GIVEN PASSAGE »
* * * * * * *

Supercomputing Networking Research Education Ohio Supercomputer Center Site Map Staff Directory Support
Supercomputing image

mpiexec

Introduction

mpiexec is a replacement program for the script mpirun, which is part of the mpich package. It is used to initialize a parallel job from within a pbs batch or interactive environment. It further generates the environment variables and configuration files necessary to intialize a parallel program using the GM message-passing library for Myrinet.

mpiexec uses the task manager library tm(3B), of pbs(1B), to spawn copies of the executable on all the nodes in a pbs allocation. It is functionally equivalent to

rsh node "cd $cwd; $SHELL -c exec executable arguments"

using the current working directory from where mpiexec is invoked, and the shell specified in the environment, or from the password file.

Unless you specify the -bg option, the standard input of the mpiexec process is forwarded to task number zero in the parallel job, allowing for use of the construct

mpiexec mycode < inputfile

This behavior can be modified using the -nostdin or -allstdin flags. Standard output and error are also forwarded to mpiexec, allowing redirection of the outputs of all processes. This can be turned off using -nostdout so that the standard output and error streams go through the normal PBS mechanisms, to the batch job output files, or to your terminal in the case of an interactive job. See qsub(1) for more information.

Version

Version 0.66 is currently available at OSC.

Availability

mpiexec is available on the Itanium 2 Cluster, Altix and the Glenn Cluster.

Usage

mpiexec is in the standard execute path as /usr/local/bin/mpiexec. It is executed as:

mpiexec options... executable args
mpiexec options... -config configfile

Options

All options may be introduced using either a single dash, or double dashes as are common in most gnu utilities. ptions may be shortened so long as they remain unambiguous. Options which require arguments may appear as separate words in the argument list, or they may be separated from the option by an equals sign, again, as is popular in gnu utilities.

  • -n numproc
    Use only the specified number of processes. Default is to use all which were provided in the pbs environment.
  • -verbose
    Talk more about what mpiexec is doing.
  • -nostdin
    Do not connect the standard input stream of process 0 to the mpiexec process. If the process attempts to read from stdin, it will see an end-of-file.

* * * * * * *

[Excerpts from point annotation data]
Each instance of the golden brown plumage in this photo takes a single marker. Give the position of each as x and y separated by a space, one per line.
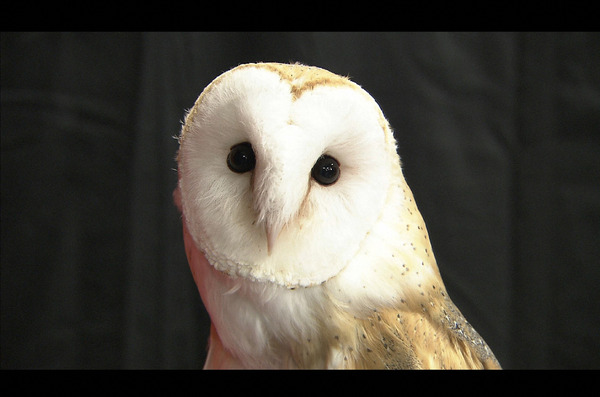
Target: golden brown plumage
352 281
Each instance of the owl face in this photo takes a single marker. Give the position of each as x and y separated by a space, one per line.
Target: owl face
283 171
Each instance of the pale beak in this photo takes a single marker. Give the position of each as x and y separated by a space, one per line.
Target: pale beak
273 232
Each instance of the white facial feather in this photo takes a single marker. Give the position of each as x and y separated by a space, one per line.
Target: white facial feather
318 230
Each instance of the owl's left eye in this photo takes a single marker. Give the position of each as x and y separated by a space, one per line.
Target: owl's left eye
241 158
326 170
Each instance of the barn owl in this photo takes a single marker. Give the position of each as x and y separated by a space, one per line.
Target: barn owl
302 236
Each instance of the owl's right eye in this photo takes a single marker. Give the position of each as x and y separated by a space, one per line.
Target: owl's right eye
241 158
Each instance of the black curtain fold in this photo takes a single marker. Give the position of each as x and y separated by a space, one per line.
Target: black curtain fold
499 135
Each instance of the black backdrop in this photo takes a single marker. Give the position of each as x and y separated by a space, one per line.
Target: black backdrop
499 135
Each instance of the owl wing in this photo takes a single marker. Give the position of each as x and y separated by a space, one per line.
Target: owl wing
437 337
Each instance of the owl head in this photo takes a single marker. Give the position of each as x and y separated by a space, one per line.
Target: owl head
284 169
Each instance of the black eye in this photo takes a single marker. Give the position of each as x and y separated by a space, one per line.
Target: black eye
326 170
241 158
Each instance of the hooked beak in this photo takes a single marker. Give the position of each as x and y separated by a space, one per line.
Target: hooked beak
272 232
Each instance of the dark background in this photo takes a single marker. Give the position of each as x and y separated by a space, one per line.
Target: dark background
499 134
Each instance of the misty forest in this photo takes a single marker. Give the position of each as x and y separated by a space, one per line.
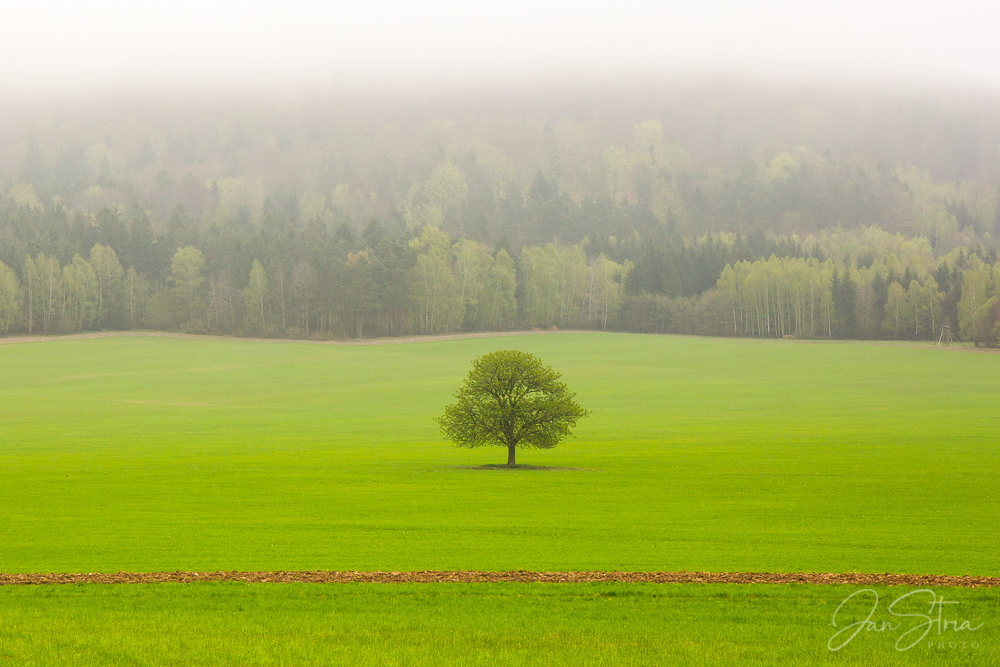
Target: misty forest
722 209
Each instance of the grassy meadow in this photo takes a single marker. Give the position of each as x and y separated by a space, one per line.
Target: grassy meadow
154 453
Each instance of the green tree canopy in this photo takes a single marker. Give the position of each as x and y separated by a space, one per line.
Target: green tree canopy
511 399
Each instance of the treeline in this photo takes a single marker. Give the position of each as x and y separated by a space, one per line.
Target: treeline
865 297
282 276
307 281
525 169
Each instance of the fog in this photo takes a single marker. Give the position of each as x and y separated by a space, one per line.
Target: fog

* * * * * * *

INSTRUCTION A »
Condense the paragraph of the mpiexec page that begins "mpiexec is a replacement program" into a short bulleted list that retains its main facts.
INSTRUCTION B »
Quote the mpiexec page verbatim, beginning at the words "This behavior can" and stopping after "available at OSC.".
These entries come from a source separate from the mpiexec page.

FULL RESPONSE A »
- mpiexec replaces mpirun, a script in the mpich package.
- It starts a parallel job from within a PBS batch or interactive environment.
- It generates the environment variables and configuration files needed to start a parallel program that uses the GM message-passing library for Myrinet.

FULL RESPONSE B »
This behavior can be modified using the -nostdin or -allstdin flags. Standard output and error are also forwarded to mpiexec, allowing redirection of the outputs of all processes. This can be turned off using -nostdout so that the standard output and error streams go through the normal PBS mechanisms, to the batch job output files, or to your terminal in the case of an interactive job. See qsub(1) for more information.

Version

Version 0.66 is currently available at OSC.